> Directions
Show each line in the records below that contains the string "positive". Match upper and lower case.

> Records for processing

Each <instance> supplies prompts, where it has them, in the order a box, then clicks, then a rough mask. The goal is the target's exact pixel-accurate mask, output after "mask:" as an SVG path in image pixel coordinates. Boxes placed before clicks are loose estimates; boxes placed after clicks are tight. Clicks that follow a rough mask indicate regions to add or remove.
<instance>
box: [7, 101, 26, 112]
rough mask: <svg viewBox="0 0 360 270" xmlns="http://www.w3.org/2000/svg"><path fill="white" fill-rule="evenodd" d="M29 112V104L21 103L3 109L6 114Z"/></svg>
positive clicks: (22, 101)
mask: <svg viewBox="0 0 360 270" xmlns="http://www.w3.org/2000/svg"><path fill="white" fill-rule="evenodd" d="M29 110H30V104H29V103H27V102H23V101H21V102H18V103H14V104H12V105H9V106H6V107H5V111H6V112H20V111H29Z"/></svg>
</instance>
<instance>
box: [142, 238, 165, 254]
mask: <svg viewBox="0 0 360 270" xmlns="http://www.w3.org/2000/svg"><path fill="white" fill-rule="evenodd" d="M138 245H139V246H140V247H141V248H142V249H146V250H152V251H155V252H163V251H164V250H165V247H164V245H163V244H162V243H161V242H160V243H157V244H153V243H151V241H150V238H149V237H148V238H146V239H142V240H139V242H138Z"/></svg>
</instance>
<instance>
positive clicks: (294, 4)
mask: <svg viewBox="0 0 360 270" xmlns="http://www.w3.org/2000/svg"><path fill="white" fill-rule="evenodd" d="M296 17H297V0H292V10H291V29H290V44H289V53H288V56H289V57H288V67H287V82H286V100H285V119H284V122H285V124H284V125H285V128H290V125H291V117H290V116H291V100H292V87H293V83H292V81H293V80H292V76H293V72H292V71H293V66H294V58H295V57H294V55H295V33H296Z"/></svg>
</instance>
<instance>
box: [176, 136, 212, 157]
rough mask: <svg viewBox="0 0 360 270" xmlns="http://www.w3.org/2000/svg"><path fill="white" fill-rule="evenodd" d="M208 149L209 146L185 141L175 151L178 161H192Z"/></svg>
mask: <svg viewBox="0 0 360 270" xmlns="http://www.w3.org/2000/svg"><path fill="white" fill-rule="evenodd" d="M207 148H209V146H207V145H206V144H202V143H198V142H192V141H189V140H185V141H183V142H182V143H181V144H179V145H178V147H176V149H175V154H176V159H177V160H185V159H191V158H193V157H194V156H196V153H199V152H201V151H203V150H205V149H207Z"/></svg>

> Your response
positive clicks: (22, 101)
positive clicks: (294, 4)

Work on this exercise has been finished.